#### 課題内容:
NHKスペシャル『ネクストワールド』第1回の感想文を、最後の文のあとから書き進めてください。

#### 掲載本文:

感想:NHK番組:「NHKスペシャル」『ネクストワールド 私たちの未来』第1回「未来はどこまで予測できるのか」(2015年1月3日(土)放送)


 NHK総合での視聴です。
(※以下、今回の話の結末まで書いてありますのでご注意ください)

NHKスペシャル|ネクストワールド 私たちの未来第1回未来はどこまで予測できるのか
http://www.nhk.or.jp/special/detail/2015/0103/index.html

2015年1月3日(土) 午後7時30分〜8時43分

>NHKスペシャルの新シリーズ「ネクストワールド 私たちの未来」では、5回に渡って、ビジネス、医療、娯楽などの分野で日々出現する新たなテクノロジーをかみ砕き、私たちの生活をどのように変えていくのかを探っていく。

>番組は、世界の科学者などへの広範なドキュメント取材とその研究を裏付けとした近未来ドラマで構成する。>これから起こる21世紀の圧倒的な変化をおびえるのではなく、楽しみ、準備するためのエキサイティングなシリーズ番組である。

第1回 未来はどこまで予測できるのか

>コンピューターの計算能力の爆発的な発達で、未来予測の精度は飛躍的に高まり、 仕事から消費行動、犯罪の防止、さらには人生の進路まで、選択肢が提示される社会が到来しつつある。

>ヒット曲予測システムが選んだ無名の女性歌手の夢と不安、人生の伴侶探しのシステムを頼り、88回目のデートを重ね理想の伴侶と出会えた男性の喜び、自分の希望とは違う、人生の進路予測システムの出した指示と葛藤する学生などを取材していく。

>未来予測がビジネスのツールとしてだけでなく、個人の生活にも入り込んだ時、私たちは、幸福のために、どう使っていけばいいのか。

>近未来ドラマでは、神木隆之介が2045年の若者・清斗を演じる。
>知能端末を身につけ、すべての行動は人工知能の未来予測に従って生きている。そんな生活にストレスを感じた清斗はある日、一切の端末を捨てる決心をした。自分の心のままに生きていこうとする清斗。恋い焦がれた女性に告白をするが、思わぬ結末が待っていた・・・。


>【番組ナビゲーター・ドラマ出演】神木隆之介

■内容

・ドラマパート

 2045年の世界はこうなっている、という様子をドラマ仕立てで描く。人間はみんな人工知能がはじき出す未来の予測にべったり頼り切っていて、もう自分の頭では何も考えていない状態。また恐ろしい監視社会と化していて、個人の家の中でも家族が喧嘩をすると、すぐそれが人工知能で異常事態と判断され警察に通報される。また個人の将来も保険会社のソフトとかで予測できるので、「もうお父さんは出世できない」とか解ってしまうとか。

#### データ抜粋:

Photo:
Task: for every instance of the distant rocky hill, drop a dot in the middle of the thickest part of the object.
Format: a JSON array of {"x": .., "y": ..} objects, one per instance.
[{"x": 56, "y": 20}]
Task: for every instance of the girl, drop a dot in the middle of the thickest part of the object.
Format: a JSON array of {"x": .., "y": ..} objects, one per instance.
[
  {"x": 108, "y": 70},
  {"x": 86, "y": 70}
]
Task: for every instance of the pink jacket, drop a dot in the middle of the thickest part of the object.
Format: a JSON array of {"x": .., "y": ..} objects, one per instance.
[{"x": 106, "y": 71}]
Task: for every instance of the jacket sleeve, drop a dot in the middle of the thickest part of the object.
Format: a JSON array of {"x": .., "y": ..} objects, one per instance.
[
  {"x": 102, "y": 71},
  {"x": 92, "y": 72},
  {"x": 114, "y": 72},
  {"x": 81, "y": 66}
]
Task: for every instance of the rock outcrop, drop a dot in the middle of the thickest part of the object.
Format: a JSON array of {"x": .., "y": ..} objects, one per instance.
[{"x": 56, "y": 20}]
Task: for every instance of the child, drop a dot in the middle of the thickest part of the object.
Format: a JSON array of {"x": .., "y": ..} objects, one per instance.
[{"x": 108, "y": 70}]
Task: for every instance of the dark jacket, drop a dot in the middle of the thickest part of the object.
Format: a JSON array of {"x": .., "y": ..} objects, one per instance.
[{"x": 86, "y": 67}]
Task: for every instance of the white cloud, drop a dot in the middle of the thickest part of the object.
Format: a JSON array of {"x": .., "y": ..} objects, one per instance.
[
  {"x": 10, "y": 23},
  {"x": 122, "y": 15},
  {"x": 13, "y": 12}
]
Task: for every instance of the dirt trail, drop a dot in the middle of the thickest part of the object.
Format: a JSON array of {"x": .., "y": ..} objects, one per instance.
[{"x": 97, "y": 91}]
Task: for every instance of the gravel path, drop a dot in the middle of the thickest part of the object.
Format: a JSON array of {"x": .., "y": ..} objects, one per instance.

#### 解答:
・現実パート

 人工知能の進化が物凄くて、今では「今日犯罪が発生しそうな地域を予測して、警官に教える」とが「新曲の中からヒットしそうなものを選び出す」とか、既に実用レベルで使われている。また弁護士用の資料選びも人工知能が行い、ヒラ弁護士たちはその資料を再確認するだけ。将来生き残れるのはその資料を使う立場の上級の弁護士のみで、ヒラ弁護士たちはもう首になるのでは、と予想。同様に、将来、相当数の職種が人工知能に取って代わられそう。

 またあらゆる機器の中にネットと繋がる小型コンビューターを埋め込み、何でもかんでも情報を取得して人工知能に流し込む、という試みが始まっている。膨大なデータが集まればより未来予測が確かになる。また会社用にマイクで人間の会話を記録して、「誰と誰がどのくらい有用な会話をしている」とか分析している。


 人工知能が進化する中、人間も進化しないとね。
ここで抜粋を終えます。